Begin at the line containing "Tag any visible house roof in the frame." in the entries below and end at the line containing "Tag any visible gabled roof in the frame."; transcribe that range exactly and nothing outside it.

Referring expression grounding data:
• • •
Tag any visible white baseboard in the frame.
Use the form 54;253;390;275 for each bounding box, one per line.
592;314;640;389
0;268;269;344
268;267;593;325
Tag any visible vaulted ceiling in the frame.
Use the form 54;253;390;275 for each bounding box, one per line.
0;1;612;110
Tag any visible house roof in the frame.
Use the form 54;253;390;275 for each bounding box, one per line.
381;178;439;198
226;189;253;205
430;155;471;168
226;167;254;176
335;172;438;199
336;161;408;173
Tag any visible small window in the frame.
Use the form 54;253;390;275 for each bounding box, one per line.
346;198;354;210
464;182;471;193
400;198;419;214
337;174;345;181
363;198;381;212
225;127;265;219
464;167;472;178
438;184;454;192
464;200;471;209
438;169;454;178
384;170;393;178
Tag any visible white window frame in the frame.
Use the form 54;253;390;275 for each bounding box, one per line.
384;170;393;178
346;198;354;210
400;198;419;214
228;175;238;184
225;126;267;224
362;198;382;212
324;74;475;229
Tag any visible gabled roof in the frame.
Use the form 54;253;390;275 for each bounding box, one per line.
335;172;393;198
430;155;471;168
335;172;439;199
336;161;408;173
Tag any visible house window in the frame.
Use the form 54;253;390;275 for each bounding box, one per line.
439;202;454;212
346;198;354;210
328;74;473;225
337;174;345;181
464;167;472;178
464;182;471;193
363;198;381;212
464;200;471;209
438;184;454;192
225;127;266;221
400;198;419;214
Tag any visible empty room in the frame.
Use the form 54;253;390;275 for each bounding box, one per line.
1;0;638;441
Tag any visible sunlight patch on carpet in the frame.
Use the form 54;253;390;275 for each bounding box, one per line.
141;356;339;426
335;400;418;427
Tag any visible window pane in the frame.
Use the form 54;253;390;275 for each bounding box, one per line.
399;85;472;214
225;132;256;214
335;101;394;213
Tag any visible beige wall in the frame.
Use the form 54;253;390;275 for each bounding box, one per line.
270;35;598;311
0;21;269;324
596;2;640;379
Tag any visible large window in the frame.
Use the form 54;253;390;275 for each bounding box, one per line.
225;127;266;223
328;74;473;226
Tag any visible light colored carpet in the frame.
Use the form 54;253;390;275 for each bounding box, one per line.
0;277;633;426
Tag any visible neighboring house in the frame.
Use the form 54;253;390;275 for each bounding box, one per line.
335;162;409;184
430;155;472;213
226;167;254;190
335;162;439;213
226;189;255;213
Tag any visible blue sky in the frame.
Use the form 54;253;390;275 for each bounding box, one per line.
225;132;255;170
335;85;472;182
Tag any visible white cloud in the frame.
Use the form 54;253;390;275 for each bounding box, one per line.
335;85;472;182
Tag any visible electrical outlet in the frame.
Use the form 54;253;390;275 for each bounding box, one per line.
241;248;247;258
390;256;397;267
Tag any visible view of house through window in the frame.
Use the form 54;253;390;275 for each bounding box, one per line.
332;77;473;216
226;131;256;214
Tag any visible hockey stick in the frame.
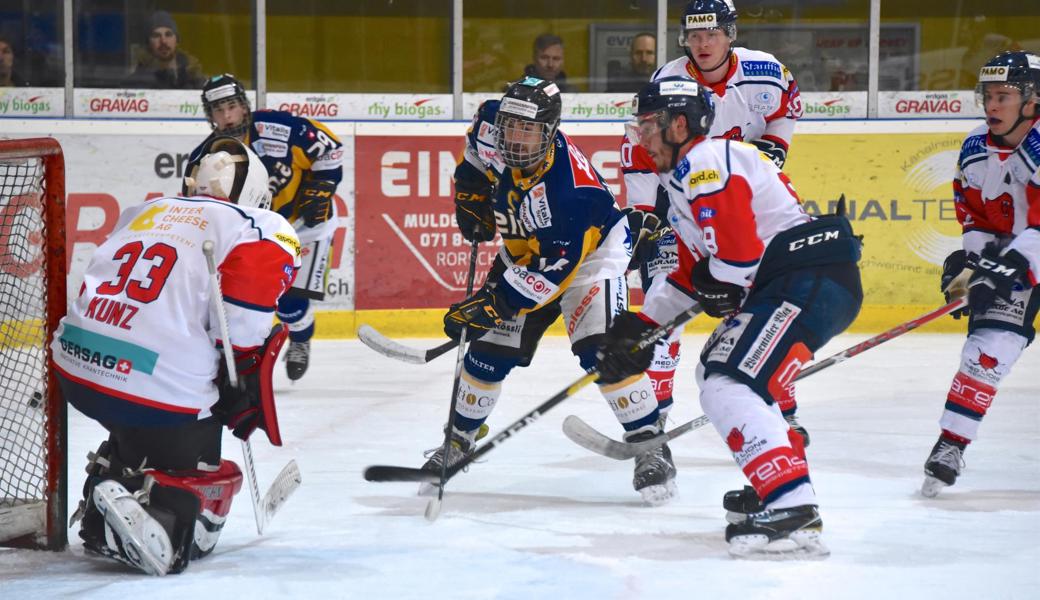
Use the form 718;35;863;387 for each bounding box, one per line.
425;237;481;522
357;325;457;364
363;304;703;487
564;296;971;460
203;241;301;535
• • •
**The answer:**
Tag any visible house roof in the frame.
Use the form 54;253;390;275 for each bounding box, one per line.
381;178;439;198
226;189;253;205
430;155;471;168
226;167;254;176
335;172;438;199
336;161;408;173
Tag any visible small window in the frame.
Use the form 54;253;390;275 for each bounding box, one per line.
346;198;354;210
464;182;471;193
400;198;419;214
337;174;345;181
363;198;381;212
225;127;265;219
464;167;472;178
438;184;454;192
464;200;471;209
438;169;454;178
384;170;393;178
Tag any visible white window frame in the frame.
Use the form 54;253;390;275 for each bounding box, one per line.
384;170;393;178
346;198;354;210
400;198;419;214
228;175;238;184
225;126;267;224
362;198;382;212
324;74;475;229
Tag any visible gabled roof in the frame.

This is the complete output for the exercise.